## EXCERPTED PASSAGE:
Dungeness dikes and dredging

By Leif Nesheim
Sequim Gazette Staff Writer
March 9, 2005

Not everybody is convinced that government plans
to buy Rivers End Road properties for salmon habitat
restoration is the best plan.
“The whole project is a smokescreen,” said Mark
Thomas, president of the Dungeness Beach Association,
a private club that began as a duck-hunting group in
the mid-1800’s that represents 144 properties in the
Rivers End Road area. He said the habitat could be
improved for salmon without endangering private
property rights.
The Jamestown S’Klallam Tribe, Clallam County and
the state Department of Fish and Wildlife are buying
properties near the river’s mouth from current
landowners. The tribe has purchased two lots and
Clallam County has purchased five lots, four with
structures. Of the remaining parcels, 12 are
undergoing updated appraisals and a handful of
owners---including Thomas---have said they do not plan
to sell.
On Thomas’ land at the end of the private road he
has a pair of hunting shacks built on raised stilts.
He said he doesn’t like the idea that the county and
tribe have said they don’t plan to maintain a private
dike on the west side of the river that helps keep the
Dungeness from flooding his and neighboring
properties.
“If you have put in houses you have a right to
protect it,” Thomas said.
Should the dike breech again, as it has in the
past, and damage the road that grants access to his
vacation property, his ability to use his land would
be compromised, he said.
The flooding problem near the mouth of the
Dungeness is not a new one. The river is a fast
moving body of water that historically changes its
course and has washed over an estuary area both to the
east and west of the current channel.
The U.S. Army Corps of Engineers constructed a
dike on the east side of the river in the 1960’s to
prevent flooding of existing and planned development
in the Dungeness area. On the west side of the river,
the property owners were left unshielded save for the
small dike they’d built in 1965, Thomas said.
The result of funneling the river through a
channel for decades has been the filling in of
Dungeness Bay and the gradual buildup of the
riverbed---by some 8 feet south of Sequim Dungeness
Way since the corps’ dike was built---to the point
that the bed is higher than the surrounding flood
plain, said Jamestown S’Klallam habitat program
manager Bryon Rot.
The river is also locked out of historic side
channels and estuary land that once served an
important purpose for the river by slowing the force
of the water and providing important salt- water to
freshwater transition habitat for migrating salmon,
Rot said.
The Rivers End Restoration Project was ranked in
2001 as the top priority of the Dungeness River
Management Team, a local planning group comprised of
area residents and interested parties. Since that
time the state, tribe and county have been working to
develop a strategy for repairing the lower Dungeness
River floodplain. The plan they devised is to buy as
much property as possible at the river’s mouth so that
the river can have a place to roam more freely once
again.
“They don’t need to buy us out,” Thomas said.

## WHAT TO WORK ON:
**A.** Copy the part of the Dungeness dikes article from "On Thomas’ land" up to and including "properties.", word for word.
**B.** Continue the Dungeness dikes article from where it stops.

## MATERIAL PROVIDED:
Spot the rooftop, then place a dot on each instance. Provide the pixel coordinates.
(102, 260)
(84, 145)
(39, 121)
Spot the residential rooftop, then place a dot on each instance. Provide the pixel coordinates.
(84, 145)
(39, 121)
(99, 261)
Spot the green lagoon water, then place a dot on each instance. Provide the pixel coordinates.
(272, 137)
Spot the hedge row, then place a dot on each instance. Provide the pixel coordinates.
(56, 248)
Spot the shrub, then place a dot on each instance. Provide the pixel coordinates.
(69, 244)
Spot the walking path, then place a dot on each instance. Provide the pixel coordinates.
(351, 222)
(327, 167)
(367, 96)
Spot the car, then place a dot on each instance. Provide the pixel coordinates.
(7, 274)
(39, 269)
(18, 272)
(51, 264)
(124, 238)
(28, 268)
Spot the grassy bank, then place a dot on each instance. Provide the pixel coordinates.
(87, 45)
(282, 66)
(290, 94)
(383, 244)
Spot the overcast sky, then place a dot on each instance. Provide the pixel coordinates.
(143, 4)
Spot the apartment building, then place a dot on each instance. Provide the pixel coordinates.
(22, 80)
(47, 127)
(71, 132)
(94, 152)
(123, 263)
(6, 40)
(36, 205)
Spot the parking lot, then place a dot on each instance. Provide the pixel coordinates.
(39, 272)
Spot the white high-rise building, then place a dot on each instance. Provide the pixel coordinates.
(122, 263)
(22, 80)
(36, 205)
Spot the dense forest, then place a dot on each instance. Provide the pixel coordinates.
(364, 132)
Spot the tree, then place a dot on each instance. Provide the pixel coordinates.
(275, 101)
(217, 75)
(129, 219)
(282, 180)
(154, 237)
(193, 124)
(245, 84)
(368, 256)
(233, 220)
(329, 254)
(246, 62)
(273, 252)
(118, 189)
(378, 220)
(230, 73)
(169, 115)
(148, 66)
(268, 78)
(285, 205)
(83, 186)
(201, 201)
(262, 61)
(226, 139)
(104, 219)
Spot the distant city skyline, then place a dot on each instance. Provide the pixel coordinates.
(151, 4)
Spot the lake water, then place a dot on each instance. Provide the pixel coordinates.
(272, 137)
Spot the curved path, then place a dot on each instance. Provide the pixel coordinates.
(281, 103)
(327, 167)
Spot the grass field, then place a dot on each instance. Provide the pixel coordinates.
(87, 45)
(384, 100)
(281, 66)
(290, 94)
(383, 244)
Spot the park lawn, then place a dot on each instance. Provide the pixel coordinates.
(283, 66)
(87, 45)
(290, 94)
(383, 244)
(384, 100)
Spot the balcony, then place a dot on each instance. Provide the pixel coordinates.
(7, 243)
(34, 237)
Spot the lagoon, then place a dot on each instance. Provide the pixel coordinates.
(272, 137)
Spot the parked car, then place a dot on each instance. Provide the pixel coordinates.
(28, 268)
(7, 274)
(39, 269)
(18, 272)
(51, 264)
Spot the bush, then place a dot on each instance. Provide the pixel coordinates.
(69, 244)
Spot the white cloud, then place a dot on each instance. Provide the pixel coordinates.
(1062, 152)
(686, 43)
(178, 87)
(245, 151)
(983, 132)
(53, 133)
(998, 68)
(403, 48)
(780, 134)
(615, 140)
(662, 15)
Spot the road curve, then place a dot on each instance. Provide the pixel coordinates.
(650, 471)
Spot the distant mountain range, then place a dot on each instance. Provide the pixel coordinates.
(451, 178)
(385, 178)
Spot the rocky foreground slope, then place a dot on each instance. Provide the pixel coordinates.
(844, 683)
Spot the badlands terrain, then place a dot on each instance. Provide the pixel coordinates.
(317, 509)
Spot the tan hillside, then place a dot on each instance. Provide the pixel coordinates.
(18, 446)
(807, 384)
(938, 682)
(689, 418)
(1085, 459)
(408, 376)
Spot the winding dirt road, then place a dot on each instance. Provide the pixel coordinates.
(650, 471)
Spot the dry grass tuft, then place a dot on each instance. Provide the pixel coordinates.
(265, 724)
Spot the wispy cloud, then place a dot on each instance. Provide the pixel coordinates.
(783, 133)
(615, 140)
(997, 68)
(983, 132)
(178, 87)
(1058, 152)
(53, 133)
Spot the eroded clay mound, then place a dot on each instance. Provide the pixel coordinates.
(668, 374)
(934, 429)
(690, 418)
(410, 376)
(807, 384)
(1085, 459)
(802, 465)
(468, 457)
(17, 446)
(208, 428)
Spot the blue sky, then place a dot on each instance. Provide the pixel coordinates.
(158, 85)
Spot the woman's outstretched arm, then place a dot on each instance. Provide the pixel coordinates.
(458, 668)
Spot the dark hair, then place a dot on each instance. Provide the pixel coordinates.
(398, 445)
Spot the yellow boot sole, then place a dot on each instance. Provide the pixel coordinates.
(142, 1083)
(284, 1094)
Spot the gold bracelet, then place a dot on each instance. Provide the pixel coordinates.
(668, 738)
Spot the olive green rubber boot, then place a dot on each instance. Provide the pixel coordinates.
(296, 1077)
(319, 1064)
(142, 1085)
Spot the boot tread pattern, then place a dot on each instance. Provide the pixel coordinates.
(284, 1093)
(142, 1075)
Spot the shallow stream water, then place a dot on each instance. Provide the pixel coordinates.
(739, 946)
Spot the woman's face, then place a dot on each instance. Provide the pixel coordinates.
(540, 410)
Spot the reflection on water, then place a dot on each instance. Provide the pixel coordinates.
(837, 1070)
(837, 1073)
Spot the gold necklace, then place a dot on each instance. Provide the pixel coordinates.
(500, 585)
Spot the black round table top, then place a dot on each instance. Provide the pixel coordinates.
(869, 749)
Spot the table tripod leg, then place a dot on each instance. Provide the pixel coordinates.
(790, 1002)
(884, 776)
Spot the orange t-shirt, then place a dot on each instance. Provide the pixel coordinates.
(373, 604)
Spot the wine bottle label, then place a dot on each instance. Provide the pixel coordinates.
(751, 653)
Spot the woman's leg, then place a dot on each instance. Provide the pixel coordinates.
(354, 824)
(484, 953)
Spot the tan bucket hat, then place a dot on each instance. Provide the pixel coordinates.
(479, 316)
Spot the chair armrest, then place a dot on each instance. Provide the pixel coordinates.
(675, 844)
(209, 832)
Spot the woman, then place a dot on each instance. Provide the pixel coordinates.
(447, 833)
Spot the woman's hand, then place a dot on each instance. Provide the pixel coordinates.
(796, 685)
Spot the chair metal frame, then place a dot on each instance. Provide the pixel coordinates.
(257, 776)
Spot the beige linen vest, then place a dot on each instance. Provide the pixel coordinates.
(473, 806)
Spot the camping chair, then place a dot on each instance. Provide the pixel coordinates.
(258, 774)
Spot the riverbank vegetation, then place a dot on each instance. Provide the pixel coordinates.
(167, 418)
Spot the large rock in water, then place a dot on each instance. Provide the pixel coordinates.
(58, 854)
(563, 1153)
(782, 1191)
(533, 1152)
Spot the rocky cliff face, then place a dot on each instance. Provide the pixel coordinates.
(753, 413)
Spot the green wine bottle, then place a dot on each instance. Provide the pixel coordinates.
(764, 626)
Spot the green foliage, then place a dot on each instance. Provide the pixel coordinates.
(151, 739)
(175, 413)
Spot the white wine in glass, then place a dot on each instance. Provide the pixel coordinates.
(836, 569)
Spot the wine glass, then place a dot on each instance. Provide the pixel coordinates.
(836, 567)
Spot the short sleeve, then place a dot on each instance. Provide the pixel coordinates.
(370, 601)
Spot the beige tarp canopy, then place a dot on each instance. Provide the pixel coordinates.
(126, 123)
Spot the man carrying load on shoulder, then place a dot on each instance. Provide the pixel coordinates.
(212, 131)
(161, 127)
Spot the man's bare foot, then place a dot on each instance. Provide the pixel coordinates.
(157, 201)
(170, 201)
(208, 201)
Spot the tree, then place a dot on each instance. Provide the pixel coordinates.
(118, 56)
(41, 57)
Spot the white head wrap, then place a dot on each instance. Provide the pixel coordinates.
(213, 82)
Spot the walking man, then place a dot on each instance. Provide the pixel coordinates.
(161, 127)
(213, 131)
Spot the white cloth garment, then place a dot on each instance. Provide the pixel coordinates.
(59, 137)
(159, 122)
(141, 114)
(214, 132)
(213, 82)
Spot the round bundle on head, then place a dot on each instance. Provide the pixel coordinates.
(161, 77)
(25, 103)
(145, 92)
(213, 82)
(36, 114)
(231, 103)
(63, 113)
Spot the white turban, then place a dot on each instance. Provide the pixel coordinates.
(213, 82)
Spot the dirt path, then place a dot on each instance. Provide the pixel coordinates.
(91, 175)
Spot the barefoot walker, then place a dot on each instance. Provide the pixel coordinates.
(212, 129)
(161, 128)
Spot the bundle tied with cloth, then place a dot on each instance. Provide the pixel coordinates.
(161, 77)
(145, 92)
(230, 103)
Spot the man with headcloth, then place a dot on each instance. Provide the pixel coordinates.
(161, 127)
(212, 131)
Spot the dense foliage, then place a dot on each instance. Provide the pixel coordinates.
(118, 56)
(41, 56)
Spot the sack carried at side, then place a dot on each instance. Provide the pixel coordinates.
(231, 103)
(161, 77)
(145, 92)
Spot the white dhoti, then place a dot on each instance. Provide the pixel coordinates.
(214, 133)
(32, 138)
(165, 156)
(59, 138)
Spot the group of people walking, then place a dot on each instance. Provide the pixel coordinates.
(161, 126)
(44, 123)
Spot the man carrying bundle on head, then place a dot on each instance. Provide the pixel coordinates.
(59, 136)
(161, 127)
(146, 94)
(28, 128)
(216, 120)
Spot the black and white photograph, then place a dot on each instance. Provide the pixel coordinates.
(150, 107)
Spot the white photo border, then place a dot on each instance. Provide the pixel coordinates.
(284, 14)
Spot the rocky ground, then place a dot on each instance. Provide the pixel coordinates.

## SOLVED TASKS:
**A.**
On Thomas’ land at the end of the private road he
has a pair of hunting shacks built on raised stilts.
He said he doesn’t like the idea that the county and
tribe have said they don’t plan to maintain a private
dike on the west side of the river that helps keep the
Dungeness from flooding his and neighboring
properties.

**B.**
“If they worked with us this could all be
accomplished.”
Thomas suggested if the gravel choking the
riverbed were dredged out---at a time no salmon were
present---and the dikes were maintained, the danger of
flooding would be minimized. Furthermore, opening
alternate channels---such as the one in which the
river flowed prior to the mid 1970’s on the other side
of Rivers End Road from the current channel and the
flood channel from recent high-water events that
breached the private dike---would allow the river to
mimic historic behavior while simultaneously
protecting the property owners’ investments.
“It’s common sense,” he said. “It’s just called
maintenance.”
However, Thomas said copious government
regulation prevents his solution from working.
County Department of Community Development
director Rob Robertsen said he didn’t know what the
county’s legal responsibility to maintain the private
dike is. He said he doesn’t believe the county can,
or should; prevent property owners from maintaining
the existing structure.
He said that although there is language in the
project description that encourages the river resuming
its natural course of migration, “you can’t stop
people from accessing their property.”
“It’s a very complicated issue,” Robertsen said,
especially when dredging gets involved because of all
the government jurisdictions that then would be
required to oversee the project.
Randy Johnson---a Fish and Wildlife watershed
stewardship biologist working on the project---said
although there is an element of uncertainty regarding
the effect a complete estuary restoration would have
on Rivers End Road access, fixing the river doesn’t
necessarily mean blocking property owner access.
“Trying to maintain the current dysfunctional
system of dike maintenance and dredging is just an
environmental catastrophe,” Johnson said.
Creating a floodplain and perhaps one day moving
the Army Corps of Engineers’ dike further from the
river, to the location where army surveyors initially
wanted to place it, would greatly reduce flood danger
while also improving habitat,” Johnson said.